— START Provided passage —
With Bulls' roster shakeup underway, is Zach LaVine the next piece on the move?

Wednesday brought a four-year max-contract for Pascal Siakam and Indiana. Thursday brought Chicago and Oklahoma City swapping Alex Caruso for Josh Giddey. The NBA offseason is officially underway, and there’s plenty of trade activity still to come ahead of the NBA Draft on Wednesday and Thursday and the ensuing start of free agency.

The Bulls had been communicating with rival teams a desire to reshape their roster, league sources told Yahoo Sports, and Artūras Karnišovas’ front office indeed struck a deal that brings the first player back to Chicago via trade in three years. Word of the Bulls’ interest in Giddey had filtered to opposing front offices throughout this past week. Although many executives from opposing teams believed that was a potential construct for a Patrick Williams sign-and-trade — the fourth-year forward is set to reach restricted free agency June 30, with OKC, Toronto and Charlotte already being mentioned by league personnel as possible landing spots for Williams outside of Chicago.

Alas, the deal resulted in a direct flip of Giddey for Caruso, a 30-year-old 3-and-D guard who’s on an expiring $9.9 million contract and will become eligible for a four-year, roughly $80 million extension six months after the completion of this trade. OKC has made its first true win-now move that rival teams have been anticipating for some time, swapping one of the Thunder’s prized lottery picks for a veteran who fits perfectly within OKC’s five-out scheme. Many league observers quickly compared this acquisition to that of Boston landing Derrick White — a key building block toward the Celtics’ championship.

FILE - Chicago Bulls guard Alex Caruso gestures after making a 3-point shot during the first half of an NBA basketball game against the Minnesota Timberwolves, March 31, 2024, in Minneapolis. Josh Giddey has been traded from Oklahoma City to Chicago for Caruso, a person familiar with the situation said. (AP Photo/Abbie Parr, file)
It's fair to say the Bulls may not have maximized their return for Alex Caruso. (AP Photo/Abbie Parr, file)
— END Provided passage —
— START Material provided —
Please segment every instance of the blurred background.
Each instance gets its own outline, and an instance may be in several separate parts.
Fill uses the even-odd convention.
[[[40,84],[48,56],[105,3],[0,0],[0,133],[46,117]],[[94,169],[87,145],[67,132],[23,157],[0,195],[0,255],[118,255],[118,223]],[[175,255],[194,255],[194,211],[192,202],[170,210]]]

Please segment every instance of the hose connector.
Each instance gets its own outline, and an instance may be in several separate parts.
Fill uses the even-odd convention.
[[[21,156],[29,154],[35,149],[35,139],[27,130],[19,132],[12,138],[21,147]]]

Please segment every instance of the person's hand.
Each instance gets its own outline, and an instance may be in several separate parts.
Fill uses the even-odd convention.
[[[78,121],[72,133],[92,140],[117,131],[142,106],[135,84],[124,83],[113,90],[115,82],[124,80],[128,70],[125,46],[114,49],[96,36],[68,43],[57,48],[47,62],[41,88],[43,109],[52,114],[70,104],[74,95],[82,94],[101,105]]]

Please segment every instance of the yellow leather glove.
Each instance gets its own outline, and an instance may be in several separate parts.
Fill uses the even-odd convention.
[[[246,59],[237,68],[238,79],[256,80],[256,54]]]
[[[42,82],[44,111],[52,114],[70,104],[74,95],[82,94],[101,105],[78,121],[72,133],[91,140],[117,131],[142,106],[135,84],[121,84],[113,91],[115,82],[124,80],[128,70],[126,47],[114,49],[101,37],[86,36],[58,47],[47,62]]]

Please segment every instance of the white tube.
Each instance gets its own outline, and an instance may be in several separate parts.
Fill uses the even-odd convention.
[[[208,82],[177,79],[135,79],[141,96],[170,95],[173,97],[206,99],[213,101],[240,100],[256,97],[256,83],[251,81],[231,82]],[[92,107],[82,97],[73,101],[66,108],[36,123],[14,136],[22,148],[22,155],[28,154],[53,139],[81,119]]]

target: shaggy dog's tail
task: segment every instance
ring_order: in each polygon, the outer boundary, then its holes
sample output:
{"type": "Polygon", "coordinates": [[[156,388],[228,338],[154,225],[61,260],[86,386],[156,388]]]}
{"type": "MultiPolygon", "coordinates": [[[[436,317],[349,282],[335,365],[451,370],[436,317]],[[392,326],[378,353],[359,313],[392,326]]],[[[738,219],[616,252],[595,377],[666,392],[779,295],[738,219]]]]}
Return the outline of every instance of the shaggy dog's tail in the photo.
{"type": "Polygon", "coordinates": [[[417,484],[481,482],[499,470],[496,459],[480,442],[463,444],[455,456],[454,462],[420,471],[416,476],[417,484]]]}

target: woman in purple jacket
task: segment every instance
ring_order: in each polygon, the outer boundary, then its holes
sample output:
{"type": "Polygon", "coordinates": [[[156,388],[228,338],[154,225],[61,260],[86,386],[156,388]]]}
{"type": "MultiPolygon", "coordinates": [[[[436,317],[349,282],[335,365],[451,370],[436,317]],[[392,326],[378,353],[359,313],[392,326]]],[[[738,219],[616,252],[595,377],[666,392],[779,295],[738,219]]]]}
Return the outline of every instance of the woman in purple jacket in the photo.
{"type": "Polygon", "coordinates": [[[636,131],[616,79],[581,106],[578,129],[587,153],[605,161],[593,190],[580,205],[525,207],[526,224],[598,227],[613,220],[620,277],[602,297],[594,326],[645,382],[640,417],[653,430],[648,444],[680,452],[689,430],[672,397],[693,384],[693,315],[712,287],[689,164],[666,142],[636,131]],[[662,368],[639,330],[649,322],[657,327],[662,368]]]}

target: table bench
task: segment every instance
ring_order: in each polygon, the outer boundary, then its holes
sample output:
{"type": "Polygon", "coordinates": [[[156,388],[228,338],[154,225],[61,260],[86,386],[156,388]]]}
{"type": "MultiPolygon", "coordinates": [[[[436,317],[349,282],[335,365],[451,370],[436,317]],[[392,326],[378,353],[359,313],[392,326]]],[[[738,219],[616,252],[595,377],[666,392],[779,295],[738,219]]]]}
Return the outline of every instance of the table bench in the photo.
— END Material provided —
> [Aim]: Continue the article about the Chicago Bulls' roster shakeup and the Caruso-for-Giddey trade from where it stops.

> [Answer to the exercise]:
The Bulls are making a significant investment in Giddey, not just for the payday their new 21-year-old playmaker will likely command after his rookie deal expires following the 2024-25 season, but in regard to the Caruso offers Chicago dismissed during previous transaction cycles. The Bulls engaged several teams over the past 18 months that were willing to sacrifice first-round draft capital for Caruso, sources said, while Chicago characteristically pushed for unprotected picks and as many as four firsts in some of those conversations. Chicago also refused to include Caruso in deals that would have offloaded Zach LaVine, sources said.

The Bulls are clearly high on Giddey. He’s been incredibly durable, compared to Caruso’s own injury history, not to mention Lonzo Ball’s years-long absence from the court. There’s certainly an argument to be made that a three-year veteran who started for the top seed in the Western Conference still harbors untapped potential and eventually could be worth the draft ammunition the Bulls spurned in Caruso offers. That answer, of course, won’t be known for several seasons, which is much further in the future than Chicago’s impending decision on Giddey by this time next summer, at the latest.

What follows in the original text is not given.